Then, like the more celebrated coelacanth, a living species of lepidotrichid was discovered alive and well in northern California in 1961 by Pedro Wygodzinski of the American Museum.
Silverfish are the sister group of the hundreds of thousands of species of winged insects, so this "living fossil" presented extremely important insights into early insect structure and habits.
When we think of flying animals, we think first of birds and bats, but neither was first. Nor were the pterodactyls. The first, preceding birds by about 200 million years, were the insects. Not only did insects command the skies first, they did so with a flair only elsewhere attempted in myth and religion: they evolved wings in addition to their existing limbs. Insects accomplished what humans could only imagine in the form of Pegasus and angels. This combination of both wings and ambulatory limbs proved a potent one, although the de novo origin of wings is much more difficult to explain than the modifications of forelimbs in flighted vertebrates. There are two primary competing ideas. One, based largely on certain fossils, suggests that lateral lobes of the thorax made gliding possible and were the precursors of wings. The other favours an origin from gills; limb bases modified into breathing structures in some aquatic insects are the candidate structures. Regardless of the mechanism, insects took to the air, which opened vast adaptive horizons. Early fliers could not flex their wings like modern insects, so that they rested roof-like over the abdomen when not in use.

--*--

• **Explore the material**:
a - According to the insect evolution passage, by roughly how many years did the first flying insects come before birds?
b - Return the insect evolution passage word for word from "Silverfish are the" up to and including "structure and habits.".
c - Resume the insect evolution passage, picking up after its final sentence.

--*--

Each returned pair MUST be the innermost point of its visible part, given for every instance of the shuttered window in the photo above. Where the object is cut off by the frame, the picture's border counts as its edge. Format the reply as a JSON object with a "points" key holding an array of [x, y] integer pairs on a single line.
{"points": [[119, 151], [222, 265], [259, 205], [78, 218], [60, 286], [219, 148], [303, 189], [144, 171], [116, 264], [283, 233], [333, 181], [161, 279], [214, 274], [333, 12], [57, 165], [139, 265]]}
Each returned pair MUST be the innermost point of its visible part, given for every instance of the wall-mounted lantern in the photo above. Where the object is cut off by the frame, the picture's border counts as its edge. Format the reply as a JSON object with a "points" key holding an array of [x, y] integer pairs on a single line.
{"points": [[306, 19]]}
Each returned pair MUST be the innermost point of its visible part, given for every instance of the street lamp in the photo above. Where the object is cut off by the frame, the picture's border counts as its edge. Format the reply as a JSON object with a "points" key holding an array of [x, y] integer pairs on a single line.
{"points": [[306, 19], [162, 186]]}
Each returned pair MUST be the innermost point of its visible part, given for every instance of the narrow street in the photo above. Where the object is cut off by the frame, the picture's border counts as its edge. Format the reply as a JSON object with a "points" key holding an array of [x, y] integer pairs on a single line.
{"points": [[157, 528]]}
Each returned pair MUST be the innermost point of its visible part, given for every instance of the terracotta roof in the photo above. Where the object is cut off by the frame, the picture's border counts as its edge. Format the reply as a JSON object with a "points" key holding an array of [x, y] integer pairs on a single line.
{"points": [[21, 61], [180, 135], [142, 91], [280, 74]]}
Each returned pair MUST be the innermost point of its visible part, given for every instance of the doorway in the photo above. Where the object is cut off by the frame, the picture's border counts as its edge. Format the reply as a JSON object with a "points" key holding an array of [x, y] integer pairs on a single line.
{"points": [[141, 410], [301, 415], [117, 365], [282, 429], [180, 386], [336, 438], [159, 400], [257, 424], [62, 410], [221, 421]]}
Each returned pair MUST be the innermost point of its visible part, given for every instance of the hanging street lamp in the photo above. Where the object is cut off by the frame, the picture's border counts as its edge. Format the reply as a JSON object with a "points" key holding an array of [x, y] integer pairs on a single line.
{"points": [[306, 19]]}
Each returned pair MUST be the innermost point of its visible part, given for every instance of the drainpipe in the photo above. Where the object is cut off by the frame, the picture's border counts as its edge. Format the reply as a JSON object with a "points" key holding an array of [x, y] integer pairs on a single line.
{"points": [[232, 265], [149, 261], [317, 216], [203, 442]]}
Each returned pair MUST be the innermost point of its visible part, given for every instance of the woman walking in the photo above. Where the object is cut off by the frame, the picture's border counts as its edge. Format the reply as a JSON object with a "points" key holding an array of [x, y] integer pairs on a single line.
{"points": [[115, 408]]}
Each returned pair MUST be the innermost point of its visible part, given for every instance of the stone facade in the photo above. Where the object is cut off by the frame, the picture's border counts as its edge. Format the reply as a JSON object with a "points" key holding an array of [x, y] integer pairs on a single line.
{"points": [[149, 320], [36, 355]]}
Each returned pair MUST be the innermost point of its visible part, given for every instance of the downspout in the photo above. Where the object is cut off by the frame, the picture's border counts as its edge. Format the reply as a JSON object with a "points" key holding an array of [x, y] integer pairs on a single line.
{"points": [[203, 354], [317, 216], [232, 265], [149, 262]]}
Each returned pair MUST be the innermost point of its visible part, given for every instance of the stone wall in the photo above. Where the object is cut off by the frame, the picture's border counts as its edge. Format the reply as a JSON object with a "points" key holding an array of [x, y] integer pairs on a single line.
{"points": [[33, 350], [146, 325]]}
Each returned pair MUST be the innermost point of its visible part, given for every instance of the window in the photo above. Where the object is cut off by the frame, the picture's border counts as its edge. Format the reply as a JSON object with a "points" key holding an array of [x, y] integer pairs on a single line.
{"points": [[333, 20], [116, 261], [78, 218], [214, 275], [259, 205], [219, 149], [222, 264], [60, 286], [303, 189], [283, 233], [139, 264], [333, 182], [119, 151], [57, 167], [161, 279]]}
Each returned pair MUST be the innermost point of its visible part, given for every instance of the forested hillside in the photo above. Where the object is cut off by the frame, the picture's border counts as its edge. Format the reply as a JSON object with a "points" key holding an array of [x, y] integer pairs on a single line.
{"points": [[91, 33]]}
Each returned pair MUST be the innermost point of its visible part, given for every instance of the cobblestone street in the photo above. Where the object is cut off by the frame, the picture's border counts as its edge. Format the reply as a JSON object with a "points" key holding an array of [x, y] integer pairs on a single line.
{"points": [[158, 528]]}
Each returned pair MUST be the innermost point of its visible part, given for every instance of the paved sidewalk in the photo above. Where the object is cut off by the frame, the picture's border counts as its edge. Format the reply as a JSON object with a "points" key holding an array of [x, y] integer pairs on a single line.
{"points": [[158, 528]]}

--*--

• **Answers for this exercise**:
a - About 200 million years.

b -
Silverfish are the sister group of the hundreds of thousands of species of winged insects, so this "living fossil" presented extremely important insights into early insect structure and habits.

c -
Dragonflies hold their wings outstretched at rest, while damselflies and mayflies fold the wings upright over the back. Complex changes in muscles associated with flexion again opened new options for evolution. While anyone who has admired dragonflies on the wing can attest to their aerobatic prowess on four wings, there have been repeated transformations to one pair of flight wings among higher insects. Beetles use their hind wings for flight, with the front wings modified into hardened protective sheathes. Flies, on the other hand, have the hind wings reduced to club-like organs and are motored instead by the forewings. In wasps and butterflies and moths various mechanisms have evolved to couple the fore and hind wings; retaining four wings, the two wings on each side function in unison as though they were but one, again changing the landscape of insect evolution.
Beyond its authoritative and encyclopedic approach to the subject, what sets Evolution of the Insects apart is the quality and quantity of illustrations: beautiful colour photographs; spectacular digital images; scanning electron micrographs; clever uses of colour to unravel bits of complex anatomy; crisp diagrams; evolutionary trees; and the kind of skilful scientific illustrations that are widely identified with David Grimaldi's contributions to insect morphology. More than 900 in total, almost every one original, these images serve to inform, explain, elaborate and inspire. Yogi Berra once said, "You can observe a lot by just looking"; it is certainly true of this visually engaging volume.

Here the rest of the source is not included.